(Your goal): From the line with "task | point to each instance of the distant" to the line with "task | point to each instance of the leather", retype each line exactly as it stands in the records below, but skip the pictures.

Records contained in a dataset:
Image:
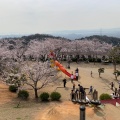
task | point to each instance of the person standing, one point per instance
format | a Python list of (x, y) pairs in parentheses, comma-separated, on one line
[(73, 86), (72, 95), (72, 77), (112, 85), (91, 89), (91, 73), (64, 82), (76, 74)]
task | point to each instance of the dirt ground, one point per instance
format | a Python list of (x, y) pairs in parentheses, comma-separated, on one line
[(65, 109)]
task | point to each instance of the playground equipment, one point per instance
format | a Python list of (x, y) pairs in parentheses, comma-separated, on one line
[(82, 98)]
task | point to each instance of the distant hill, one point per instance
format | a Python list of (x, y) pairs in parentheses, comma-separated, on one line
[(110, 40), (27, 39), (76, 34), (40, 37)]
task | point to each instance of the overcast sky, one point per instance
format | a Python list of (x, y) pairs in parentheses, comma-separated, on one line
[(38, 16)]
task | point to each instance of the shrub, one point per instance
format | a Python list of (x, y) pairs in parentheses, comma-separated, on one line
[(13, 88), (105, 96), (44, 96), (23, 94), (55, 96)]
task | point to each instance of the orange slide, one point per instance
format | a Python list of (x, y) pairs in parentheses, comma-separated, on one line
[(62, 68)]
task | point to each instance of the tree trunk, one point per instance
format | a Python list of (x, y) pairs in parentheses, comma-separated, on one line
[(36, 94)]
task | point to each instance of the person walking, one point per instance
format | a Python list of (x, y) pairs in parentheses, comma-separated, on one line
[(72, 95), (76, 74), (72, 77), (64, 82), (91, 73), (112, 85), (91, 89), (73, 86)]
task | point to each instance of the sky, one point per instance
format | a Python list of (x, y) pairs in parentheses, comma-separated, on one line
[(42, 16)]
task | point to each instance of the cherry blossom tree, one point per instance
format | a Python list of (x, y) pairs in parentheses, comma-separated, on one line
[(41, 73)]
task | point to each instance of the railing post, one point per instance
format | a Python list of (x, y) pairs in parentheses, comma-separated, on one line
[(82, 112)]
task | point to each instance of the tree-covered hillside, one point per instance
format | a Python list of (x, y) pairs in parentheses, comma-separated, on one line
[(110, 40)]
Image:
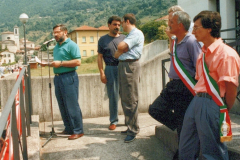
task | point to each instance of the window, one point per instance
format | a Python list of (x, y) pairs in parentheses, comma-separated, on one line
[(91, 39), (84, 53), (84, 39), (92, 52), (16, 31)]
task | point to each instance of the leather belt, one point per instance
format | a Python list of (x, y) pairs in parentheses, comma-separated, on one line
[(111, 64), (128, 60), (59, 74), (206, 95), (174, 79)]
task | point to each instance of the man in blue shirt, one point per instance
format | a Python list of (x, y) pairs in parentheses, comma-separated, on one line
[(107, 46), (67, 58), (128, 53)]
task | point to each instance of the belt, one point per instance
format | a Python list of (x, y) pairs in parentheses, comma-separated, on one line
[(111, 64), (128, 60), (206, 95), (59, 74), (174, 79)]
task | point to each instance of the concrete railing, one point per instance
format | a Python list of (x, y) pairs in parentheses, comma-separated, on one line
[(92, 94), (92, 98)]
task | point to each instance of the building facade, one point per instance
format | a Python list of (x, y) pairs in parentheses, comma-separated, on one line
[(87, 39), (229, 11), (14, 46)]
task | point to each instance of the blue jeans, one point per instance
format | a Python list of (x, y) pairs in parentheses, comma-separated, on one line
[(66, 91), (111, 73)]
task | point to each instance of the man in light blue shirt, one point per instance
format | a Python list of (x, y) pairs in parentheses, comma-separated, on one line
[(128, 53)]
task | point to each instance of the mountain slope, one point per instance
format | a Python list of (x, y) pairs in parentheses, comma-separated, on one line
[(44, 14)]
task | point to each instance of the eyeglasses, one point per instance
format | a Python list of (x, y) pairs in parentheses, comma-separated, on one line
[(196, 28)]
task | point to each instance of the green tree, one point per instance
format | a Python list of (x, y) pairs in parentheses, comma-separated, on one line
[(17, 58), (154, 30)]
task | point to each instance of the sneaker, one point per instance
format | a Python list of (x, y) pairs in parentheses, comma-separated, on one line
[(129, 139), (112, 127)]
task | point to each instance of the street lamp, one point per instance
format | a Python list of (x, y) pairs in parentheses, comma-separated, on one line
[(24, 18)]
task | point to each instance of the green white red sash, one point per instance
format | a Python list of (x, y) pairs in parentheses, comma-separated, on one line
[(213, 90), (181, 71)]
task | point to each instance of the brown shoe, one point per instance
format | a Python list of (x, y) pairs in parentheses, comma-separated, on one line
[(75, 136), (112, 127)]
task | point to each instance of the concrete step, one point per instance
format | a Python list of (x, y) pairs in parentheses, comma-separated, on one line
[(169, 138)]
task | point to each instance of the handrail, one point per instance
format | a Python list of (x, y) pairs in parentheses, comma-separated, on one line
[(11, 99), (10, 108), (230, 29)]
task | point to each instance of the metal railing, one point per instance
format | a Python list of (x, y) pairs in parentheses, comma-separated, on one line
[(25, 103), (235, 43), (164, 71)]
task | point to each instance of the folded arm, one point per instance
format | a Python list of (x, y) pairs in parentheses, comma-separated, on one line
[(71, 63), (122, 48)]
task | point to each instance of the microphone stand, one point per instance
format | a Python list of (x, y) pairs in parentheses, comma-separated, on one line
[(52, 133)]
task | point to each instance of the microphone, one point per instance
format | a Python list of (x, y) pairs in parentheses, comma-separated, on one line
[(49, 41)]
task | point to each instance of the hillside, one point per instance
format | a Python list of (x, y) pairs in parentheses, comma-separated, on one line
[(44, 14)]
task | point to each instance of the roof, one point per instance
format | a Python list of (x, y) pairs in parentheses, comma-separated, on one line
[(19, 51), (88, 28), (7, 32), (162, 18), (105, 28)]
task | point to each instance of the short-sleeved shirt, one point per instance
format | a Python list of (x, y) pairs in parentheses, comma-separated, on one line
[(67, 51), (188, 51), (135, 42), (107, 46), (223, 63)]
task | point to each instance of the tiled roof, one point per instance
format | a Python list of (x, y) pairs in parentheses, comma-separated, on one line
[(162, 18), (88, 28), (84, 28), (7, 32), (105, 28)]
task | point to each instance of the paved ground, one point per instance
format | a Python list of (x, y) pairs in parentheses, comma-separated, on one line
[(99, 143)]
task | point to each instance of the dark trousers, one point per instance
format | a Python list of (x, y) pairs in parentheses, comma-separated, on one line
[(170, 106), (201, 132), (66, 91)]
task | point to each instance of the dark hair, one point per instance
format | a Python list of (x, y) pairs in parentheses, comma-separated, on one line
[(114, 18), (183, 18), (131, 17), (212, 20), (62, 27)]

---

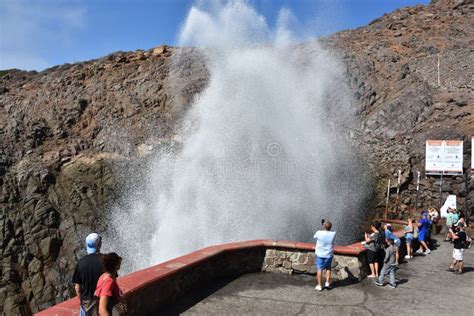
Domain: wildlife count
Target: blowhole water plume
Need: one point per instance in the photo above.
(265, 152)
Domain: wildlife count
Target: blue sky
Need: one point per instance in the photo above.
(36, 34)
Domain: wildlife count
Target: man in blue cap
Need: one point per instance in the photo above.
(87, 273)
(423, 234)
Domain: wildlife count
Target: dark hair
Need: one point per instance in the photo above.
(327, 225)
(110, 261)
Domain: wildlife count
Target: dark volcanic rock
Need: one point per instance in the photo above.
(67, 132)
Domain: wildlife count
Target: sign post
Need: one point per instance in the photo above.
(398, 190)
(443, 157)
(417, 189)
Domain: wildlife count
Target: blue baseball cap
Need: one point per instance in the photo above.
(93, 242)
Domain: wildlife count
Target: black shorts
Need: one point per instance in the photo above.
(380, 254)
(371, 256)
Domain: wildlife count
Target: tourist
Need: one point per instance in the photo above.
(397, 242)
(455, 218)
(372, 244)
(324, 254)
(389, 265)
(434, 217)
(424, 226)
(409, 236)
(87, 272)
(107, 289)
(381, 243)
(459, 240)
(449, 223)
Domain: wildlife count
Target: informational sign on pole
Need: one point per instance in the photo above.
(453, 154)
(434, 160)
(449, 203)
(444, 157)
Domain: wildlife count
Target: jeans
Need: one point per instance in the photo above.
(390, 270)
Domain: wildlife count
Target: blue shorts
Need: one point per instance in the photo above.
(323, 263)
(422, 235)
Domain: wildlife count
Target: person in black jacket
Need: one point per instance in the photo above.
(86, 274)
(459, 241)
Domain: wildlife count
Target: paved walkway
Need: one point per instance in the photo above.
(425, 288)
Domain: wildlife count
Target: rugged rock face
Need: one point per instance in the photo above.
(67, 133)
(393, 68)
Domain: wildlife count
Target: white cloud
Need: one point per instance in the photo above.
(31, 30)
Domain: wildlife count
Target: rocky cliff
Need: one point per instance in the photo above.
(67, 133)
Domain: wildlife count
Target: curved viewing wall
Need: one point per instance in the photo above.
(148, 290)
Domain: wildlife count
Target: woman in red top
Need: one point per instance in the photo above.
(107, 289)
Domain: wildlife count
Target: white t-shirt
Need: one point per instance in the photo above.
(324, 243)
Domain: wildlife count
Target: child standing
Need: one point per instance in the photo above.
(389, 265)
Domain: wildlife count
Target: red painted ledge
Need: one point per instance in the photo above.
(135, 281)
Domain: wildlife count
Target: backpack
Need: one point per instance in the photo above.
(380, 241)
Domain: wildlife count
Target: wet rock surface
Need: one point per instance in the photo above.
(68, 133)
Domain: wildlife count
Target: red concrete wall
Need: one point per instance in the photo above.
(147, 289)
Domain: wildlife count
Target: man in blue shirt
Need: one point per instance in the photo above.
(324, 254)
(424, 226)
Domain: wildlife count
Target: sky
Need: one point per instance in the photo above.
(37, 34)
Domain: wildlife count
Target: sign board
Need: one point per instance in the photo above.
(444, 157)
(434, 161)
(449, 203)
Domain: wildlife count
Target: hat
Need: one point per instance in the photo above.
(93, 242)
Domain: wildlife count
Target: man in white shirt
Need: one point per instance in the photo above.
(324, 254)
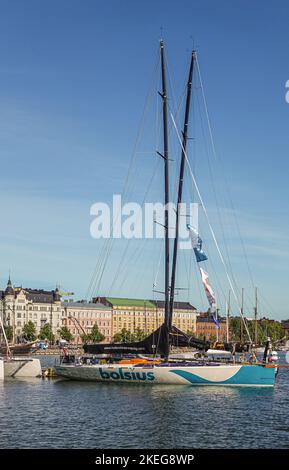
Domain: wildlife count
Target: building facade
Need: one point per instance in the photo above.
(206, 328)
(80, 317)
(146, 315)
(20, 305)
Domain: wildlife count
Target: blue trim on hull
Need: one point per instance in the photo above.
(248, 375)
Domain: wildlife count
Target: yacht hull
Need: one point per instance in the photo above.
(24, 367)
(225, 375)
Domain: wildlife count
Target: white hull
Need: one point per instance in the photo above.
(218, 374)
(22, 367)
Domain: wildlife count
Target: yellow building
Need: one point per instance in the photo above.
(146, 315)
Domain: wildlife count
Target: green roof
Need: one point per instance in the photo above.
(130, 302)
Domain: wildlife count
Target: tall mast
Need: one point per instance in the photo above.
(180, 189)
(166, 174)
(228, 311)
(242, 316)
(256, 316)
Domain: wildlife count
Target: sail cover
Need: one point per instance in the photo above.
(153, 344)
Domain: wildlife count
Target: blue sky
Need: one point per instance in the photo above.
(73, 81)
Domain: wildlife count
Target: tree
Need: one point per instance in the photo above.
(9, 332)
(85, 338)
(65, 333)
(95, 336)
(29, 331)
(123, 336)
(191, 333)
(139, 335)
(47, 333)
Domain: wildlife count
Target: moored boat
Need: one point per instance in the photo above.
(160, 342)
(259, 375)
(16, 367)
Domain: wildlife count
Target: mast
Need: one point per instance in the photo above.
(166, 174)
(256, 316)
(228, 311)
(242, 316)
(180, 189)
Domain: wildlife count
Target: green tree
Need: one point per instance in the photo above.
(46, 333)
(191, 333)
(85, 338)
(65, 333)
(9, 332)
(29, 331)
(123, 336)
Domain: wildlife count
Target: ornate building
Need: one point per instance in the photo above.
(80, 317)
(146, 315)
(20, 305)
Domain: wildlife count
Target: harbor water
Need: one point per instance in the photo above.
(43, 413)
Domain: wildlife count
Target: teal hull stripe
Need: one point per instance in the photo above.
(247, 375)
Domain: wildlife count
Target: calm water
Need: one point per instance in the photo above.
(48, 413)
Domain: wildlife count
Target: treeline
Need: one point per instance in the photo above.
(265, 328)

---

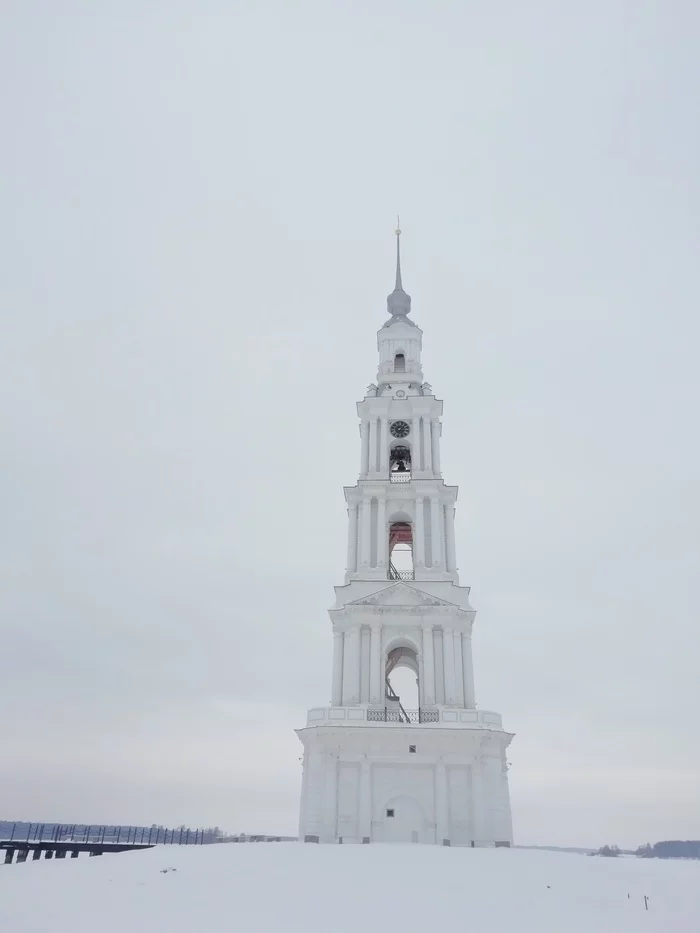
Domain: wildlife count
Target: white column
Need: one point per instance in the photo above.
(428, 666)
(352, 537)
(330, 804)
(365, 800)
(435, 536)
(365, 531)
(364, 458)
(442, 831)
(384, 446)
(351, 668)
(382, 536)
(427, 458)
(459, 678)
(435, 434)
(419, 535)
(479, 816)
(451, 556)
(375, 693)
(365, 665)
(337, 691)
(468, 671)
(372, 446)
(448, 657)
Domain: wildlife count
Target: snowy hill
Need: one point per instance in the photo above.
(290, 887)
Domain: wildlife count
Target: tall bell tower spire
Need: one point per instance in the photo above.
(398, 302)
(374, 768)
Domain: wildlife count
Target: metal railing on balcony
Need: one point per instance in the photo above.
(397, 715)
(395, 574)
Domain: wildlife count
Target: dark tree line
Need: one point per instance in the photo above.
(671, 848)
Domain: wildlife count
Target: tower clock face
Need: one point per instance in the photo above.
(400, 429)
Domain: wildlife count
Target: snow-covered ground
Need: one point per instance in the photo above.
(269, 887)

(Answer section):
task | point to each instance of the distant hill, one point per instance
format | a Python list of (x, y) pairs in parentheses, comma-separated, on one line
[(110, 40), (27, 39), (76, 34), (40, 37)]
task | point to each instance of the overcast sky, one point per instance
format | a Python list of (x, y) pairs in parentheses, comma-separated, on one line
[(38, 16)]
task | point to each instance of the shrub, one point per instance
format | a Python list of (x, y) pairs in parentheses, comma-separated, on one line
[(13, 88), (105, 96), (44, 96), (23, 94), (55, 96)]
task | point to each instance of the orange slide, one point per instance
format | a Python list of (x, y) pairs in parentheses, comma-separated, on one line
[(62, 68)]
task | point to each instance of the tree trunk, one point per instance
format | a Python list of (x, y) pairs in parentheses, comma-separated, on one line
[(36, 94)]
task | point to each instance of the person walking, one point per instance
format | a Python list of (x, y) pairs in parentheses, comma-separated, on one line
[(72, 95), (76, 74), (72, 77), (64, 82), (91, 73), (112, 85), (91, 89), (73, 86)]
task | point to each instance of the sky, one point per instance
format | a Python list of (x, y) pairs in parentheses, comma-separated, on one line
[(42, 16)]
task | point to each instance of the cherry blossom tree, one point per instance
format | a Python list of (x, y) pairs in parentheses, comma-separated, on one line
[(41, 73)]
task | point to each instance of the railing post, one point per instance
format | a Python list of (x, y) pairs in parentheses, comma-separated, on one line
[(82, 112)]
task | point to each instance of the tree-covered hillside, one point per instance
format | a Python list of (x, y) pairs in parentheses, comma-separated, on one line
[(110, 40)]
Image:
task | point to each instance of the window, one point per instance
format | a Python list of (x, y) pairs in parentheses, comma-separated, on one line
[(91, 39), (84, 53), (84, 39), (92, 52), (16, 31)]
task | point to each instance of the leather belt, one point per instance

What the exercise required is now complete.